| ENTRIES |
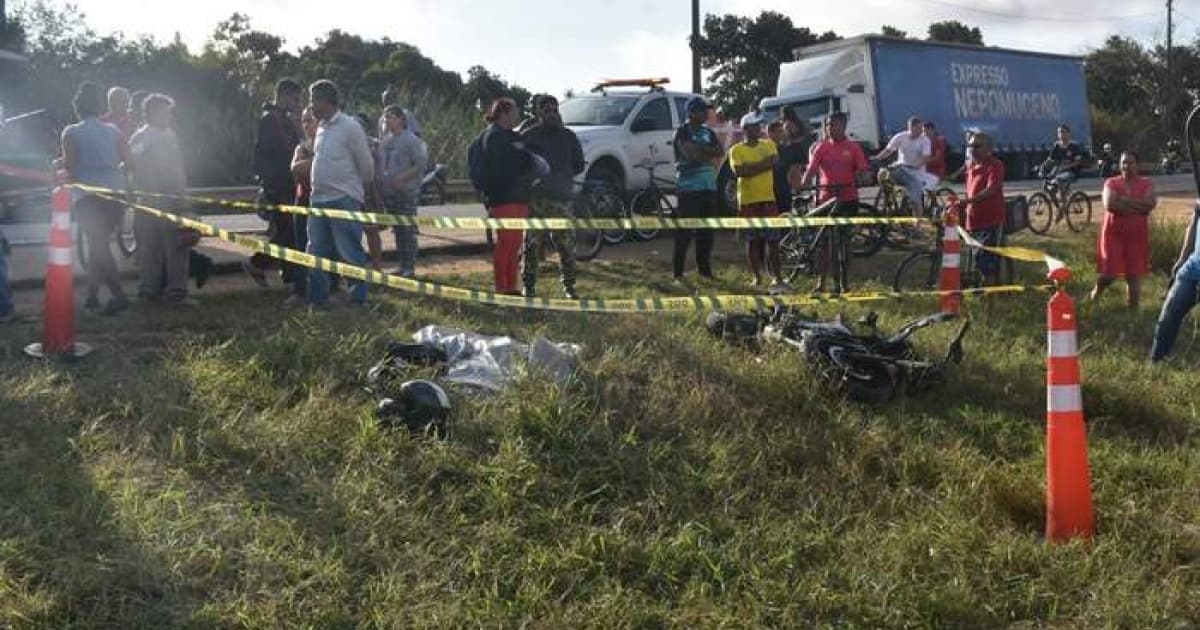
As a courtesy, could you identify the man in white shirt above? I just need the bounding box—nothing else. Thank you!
[875,116,936,214]
[307,80,374,307]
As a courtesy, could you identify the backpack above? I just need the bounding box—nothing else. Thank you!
[467,130,487,194]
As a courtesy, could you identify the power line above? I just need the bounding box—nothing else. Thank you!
[920,0,1159,24]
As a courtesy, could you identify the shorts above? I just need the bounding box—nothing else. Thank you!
[738,202,784,242]
[971,226,1004,276]
[1054,170,1079,186]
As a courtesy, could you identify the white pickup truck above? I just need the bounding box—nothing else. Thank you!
[559,79,733,208]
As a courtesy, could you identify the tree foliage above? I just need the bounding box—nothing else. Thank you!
[696,11,839,116]
[929,19,983,46]
[0,0,529,185]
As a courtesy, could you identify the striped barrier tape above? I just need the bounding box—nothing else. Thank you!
[71,184,920,230]
[97,193,1050,313]
[959,226,1067,271]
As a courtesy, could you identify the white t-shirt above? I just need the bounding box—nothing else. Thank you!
[888,131,934,170]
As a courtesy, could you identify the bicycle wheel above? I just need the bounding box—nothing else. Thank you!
[629,188,666,241]
[847,202,888,258]
[572,194,604,262]
[779,220,827,282]
[1066,191,1092,232]
[892,252,941,293]
[1027,192,1055,234]
[588,185,628,245]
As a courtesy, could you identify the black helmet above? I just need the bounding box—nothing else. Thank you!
[376,380,450,437]
[704,311,758,343]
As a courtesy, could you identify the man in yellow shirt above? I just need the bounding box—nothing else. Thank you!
[730,112,787,294]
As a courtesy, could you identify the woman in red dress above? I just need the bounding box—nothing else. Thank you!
[1091,151,1158,308]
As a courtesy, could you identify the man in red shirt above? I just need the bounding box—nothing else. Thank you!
[800,112,871,293]
[925,120,946,180]
[962,133,1004,286]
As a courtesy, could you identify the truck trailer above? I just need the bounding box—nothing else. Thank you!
[761,35,1092,176]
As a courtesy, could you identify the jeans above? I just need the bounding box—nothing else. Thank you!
[671,191,716,277]
[384,193,419,277]
[1150,276,1200,361]
[892,166,925,210]
[307,197,367,306]
[521,199,576,289]
[0,225,12,317]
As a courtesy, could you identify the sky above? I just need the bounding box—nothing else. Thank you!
[52,0,1200,94]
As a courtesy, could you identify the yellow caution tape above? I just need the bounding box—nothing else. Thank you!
[71,184,920,230]
[959,226,1067,271]
[96,193,1050,313]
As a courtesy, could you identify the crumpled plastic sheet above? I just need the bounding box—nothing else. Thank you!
[413,325,583,391]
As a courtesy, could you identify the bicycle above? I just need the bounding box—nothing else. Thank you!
[1027,167,1092,234]
[892,202,1014,293]
[629,160,676,241]
[875,166,953,250]
[564,186,624,262]
[779,185,884,290]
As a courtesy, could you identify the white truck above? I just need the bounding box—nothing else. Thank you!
[559,79,733,208]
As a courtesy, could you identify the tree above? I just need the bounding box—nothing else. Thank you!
[1084,35,1160,114]
[929,19,983,46]
[696,11,839,115]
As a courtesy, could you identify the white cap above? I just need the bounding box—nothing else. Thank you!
[742,112,762,128]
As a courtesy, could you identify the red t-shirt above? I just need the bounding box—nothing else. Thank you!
[966,157,1004,230]
[804,138,870,203]
[925,136,946,179]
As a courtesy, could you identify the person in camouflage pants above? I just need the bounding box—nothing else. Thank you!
[521,95,584,300]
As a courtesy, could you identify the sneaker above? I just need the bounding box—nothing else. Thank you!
[241,260,268,289]
[100,295,130,317]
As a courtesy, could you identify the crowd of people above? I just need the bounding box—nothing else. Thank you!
[0,79,1200,361]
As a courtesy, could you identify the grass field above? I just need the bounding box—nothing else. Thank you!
[0,214,1200,630]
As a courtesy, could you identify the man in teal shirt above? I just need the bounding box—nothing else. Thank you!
[672,96,725,284]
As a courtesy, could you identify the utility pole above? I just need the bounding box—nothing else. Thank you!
[696,0,704,94]
[1163,0,1175,139]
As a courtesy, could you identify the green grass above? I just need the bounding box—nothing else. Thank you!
[0,223,1200,630]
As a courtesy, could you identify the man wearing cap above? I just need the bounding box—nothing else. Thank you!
[730,112,786,293]
[521,94,587,300]
[672,96,725,286]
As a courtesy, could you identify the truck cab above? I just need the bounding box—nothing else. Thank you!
[559,79,730,206]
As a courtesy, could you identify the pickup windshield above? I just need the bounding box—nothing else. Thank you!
[559,96,638,127]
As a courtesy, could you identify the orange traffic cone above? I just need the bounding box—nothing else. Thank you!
[25,180,92,359]
[938,202,962,314]
[1046,268,1096,542]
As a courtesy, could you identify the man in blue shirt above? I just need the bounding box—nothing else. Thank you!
[1150,200,1200,362]
[672,96,725,284]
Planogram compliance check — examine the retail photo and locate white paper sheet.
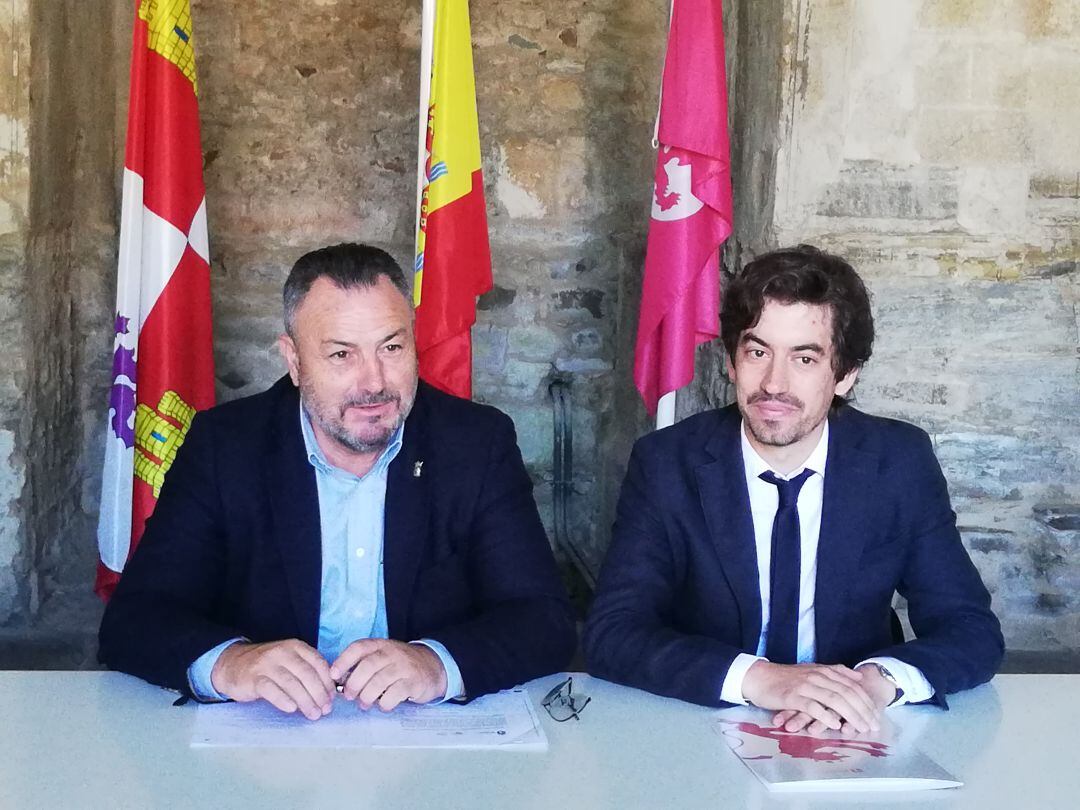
[191,689,548,751]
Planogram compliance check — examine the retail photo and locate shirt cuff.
[188,636,244,701]
[855,656,934,708]
[409,638,465,703]
[720,652,766,706]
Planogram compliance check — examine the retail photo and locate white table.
[0,672,1080,810]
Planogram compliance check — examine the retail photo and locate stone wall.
[691,0,1080,649]
[0,1,31,625]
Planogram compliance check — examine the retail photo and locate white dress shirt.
[720,420,934,706]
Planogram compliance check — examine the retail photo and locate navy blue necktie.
[758,470,813,664]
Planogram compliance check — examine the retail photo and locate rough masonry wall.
[0,0,31,626]
[17,0,120,646]
[751,0,1080,649]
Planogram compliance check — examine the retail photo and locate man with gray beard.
[100,244,575,719]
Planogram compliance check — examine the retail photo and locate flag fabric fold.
[634,0,732,414]
[413,0,491,399]
[94,0,214,599]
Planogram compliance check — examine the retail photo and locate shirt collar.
[300,399,405,478]
[739,419,828,481]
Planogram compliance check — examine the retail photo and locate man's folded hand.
[211,638,335,720]
[330,638,446,712]
[743,661,883,735]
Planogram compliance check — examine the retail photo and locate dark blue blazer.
[99,377,575,697]
[584,405,1004,706]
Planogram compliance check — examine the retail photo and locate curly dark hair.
[720,245,874,381]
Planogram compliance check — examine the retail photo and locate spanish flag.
[94,0,214,599]
[413,0,491,399]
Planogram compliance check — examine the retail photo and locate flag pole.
[414,0,435,260]
[657,391,678,430]
[652,0,676,438]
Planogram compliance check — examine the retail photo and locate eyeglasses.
[540,677,592,723]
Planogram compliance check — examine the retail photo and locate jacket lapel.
[814,411,878,661]
[268,377,323,646]
[382,382,431,638]
[697,407,761,651]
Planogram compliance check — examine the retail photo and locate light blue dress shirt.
[188,404,464,700]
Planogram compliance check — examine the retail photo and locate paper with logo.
[191,689,548,751]
[94,0,214,599]
[713,707,963,792]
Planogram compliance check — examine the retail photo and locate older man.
[100,244,575,719]
[585,246,1003,733]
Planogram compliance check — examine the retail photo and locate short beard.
[743,391,813,447]
[300,384,404,455]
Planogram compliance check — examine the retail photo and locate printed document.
[191,688,548,751]
[713,707,963,792]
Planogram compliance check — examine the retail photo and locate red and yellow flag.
[413,0,491,399]
[95,0,214,598]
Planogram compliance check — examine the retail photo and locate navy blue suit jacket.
[584,405,1004,706]
[99,377,575,697]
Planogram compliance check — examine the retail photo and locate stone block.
[818,161,957,219]
[916,106,1031,166]
[1024,0,1080,40]
[510,324,563,362]
[540,76,585,114]
[500,403,554,470]
[476,284,517,312]
[971,43,1029,109]
[915,44,985,105]
[555,357,613,375]
[496,141,555,219]
[919,0,1019,32]
[1026,54,1080,177]
[472,324,508,376]
[476,357,552,401]
[551,288,605,319]
[570,329,604,354]
[957,166,1030,233]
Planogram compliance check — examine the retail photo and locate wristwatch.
[864,661,904,707]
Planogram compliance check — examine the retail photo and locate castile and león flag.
[94,0,214,599]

| TASK TO CARRY OUT |
Resize the part of the entries that opens with the line containing "As a courtesy, could you identify the woman" and closes with the line containing "[761,35,1092,176]", both ends included. Give only those lines, all of them, with the text lines left as they are and every bounding-box coordinate multiplied by 1.05 and rounded to a whole number, halves rounded up.

| FINISHED ANSWER |
As a courtesy, could you identify the woman in red dress above? I just need the bounding box—nothing else. Thank you!
[1146,159,1216,323]
As a courtesy, could you identify the man in red shirt above? I just need the bounding box—nothing else. Thank you!
[840,118,915,308]
[971,126,993,189]
[1010,140,1054,300]
As a courtesy, could you identify the truck trailer above? I just need the bounding box—nothing else. Thank you!
[799,37,1147,185]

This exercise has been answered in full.